* [DIRECTIVE]
Transcribe the lines of the records starting with the one that has "the wooden floor" in it and ending with the last, and transcribe nothing else.

* [DATASET CONTENT]
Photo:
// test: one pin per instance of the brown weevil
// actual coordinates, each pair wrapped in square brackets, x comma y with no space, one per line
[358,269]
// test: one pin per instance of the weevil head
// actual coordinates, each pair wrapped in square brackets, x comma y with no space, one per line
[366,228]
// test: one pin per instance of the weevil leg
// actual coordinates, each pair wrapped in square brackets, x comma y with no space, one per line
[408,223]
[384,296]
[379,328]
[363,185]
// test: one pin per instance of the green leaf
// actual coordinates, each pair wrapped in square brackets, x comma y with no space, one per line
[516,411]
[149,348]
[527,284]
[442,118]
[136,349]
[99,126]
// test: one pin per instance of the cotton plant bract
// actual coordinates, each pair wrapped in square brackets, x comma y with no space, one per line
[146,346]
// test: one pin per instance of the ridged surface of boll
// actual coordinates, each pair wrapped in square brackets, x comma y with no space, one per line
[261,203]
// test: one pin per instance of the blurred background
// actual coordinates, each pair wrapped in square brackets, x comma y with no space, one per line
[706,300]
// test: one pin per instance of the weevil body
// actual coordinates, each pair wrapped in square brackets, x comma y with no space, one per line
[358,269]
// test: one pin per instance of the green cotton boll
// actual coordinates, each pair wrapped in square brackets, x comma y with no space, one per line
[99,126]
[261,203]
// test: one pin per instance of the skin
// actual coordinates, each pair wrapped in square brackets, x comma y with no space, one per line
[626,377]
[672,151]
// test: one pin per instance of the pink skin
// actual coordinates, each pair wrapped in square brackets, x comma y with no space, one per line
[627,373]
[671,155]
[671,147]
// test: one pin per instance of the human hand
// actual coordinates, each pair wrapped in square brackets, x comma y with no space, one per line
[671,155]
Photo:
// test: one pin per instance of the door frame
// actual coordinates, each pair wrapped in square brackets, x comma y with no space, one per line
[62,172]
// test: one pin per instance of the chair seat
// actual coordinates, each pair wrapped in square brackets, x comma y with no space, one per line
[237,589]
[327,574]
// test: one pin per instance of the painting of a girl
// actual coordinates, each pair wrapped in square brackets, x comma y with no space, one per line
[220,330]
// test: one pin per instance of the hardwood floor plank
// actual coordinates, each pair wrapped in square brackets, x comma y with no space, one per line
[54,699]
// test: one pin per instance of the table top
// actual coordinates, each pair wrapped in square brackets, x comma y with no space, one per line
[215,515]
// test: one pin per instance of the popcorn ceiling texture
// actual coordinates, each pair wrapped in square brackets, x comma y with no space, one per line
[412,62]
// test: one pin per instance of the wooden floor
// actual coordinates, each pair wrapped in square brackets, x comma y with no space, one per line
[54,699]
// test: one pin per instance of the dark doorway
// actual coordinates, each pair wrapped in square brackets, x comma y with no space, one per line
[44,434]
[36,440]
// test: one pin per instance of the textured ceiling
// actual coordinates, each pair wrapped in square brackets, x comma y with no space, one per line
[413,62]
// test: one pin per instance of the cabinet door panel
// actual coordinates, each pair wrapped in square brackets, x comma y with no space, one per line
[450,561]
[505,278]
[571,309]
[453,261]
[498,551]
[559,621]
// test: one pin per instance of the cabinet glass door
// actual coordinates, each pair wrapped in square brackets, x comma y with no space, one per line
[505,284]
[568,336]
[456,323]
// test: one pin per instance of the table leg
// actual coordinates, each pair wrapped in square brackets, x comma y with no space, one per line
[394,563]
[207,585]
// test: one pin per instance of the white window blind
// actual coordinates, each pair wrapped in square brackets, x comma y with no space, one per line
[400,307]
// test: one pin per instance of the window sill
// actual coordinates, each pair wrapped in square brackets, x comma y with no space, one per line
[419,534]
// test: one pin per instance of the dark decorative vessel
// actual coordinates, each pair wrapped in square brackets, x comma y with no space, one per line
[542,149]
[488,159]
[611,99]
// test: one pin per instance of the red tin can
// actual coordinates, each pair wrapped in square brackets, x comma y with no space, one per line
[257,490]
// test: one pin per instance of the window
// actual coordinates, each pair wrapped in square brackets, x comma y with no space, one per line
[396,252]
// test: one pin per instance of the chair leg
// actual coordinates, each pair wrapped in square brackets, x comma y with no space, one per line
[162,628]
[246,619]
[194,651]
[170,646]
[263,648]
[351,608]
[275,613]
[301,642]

* [COMPLETE ANSWER]
// test: one pin per instance of the wooden floor
// actual coordinates, each pair wrapped in square brackets, x comma y with no space, one per line
[54,699]
// test: one pin per instance of the dark doorway
// actual coordinates, each pair wrapped in square brackets, x comma y with no space, one per line
[44,434]
[36,440]
// test: one pin per instance of the textured ceiling
// actual coordinates, each pair wrapped in square brackets, x comma y with no space, one per line
[413,62]
// test: one pin per instance of the cabinet door panel
// actual coordinates, each pair wrapped in square brackets, x comma y with no space, one per line
[450,561]
[505,278]
[571,309]
[453,261]
[498,551]
[559,621]
// test: one pin per instance of the cabinet glass door
// actual coordinates, each pair wrapped in square brackets, x comma y with no space, one per line
[505,284]
[568,336]
[456,323]
// test: one pin per instance of the table leg
// actual coordinates, each pair wrapped in square brackets, x comma y with no space, one per line
[394,563]
[207,585]
// test: one pin per instance of the white window blind
// actual coordinates, each pair wrapped in square brackets, x comma y with no space, one per line
[400,307]
// test: one pin per instance of the window sill
// actual coordinates, each pair wrapped in square brackets, x comma y with no space, one per line
[419,534]
// test: one pin per instance of the dark decorative vessel
// actual coordinates, each pair wrapped in square brackets, x comma y with no space, one per line
[542,149]
[488,159]
[611,99]
// test: one pin per instance of the red tin can
// actual coordinates, each pair wrapped in square brackets, x comma y with no space, one per line
[257,490]
// test: one pin per instance of the window
// actual coordinates, each pair wrapped in square brackets, x comma y with no space, one per line
[396,252]
// test: one pin per instance of the chair leg
// actual coordinates, each pair wrapped in square brackets, x comma y with no space, one per line
[162,628]
[246,619]
[194,651]
[170,646]
[263,648]
[351,608]
[275,613]
[301,642]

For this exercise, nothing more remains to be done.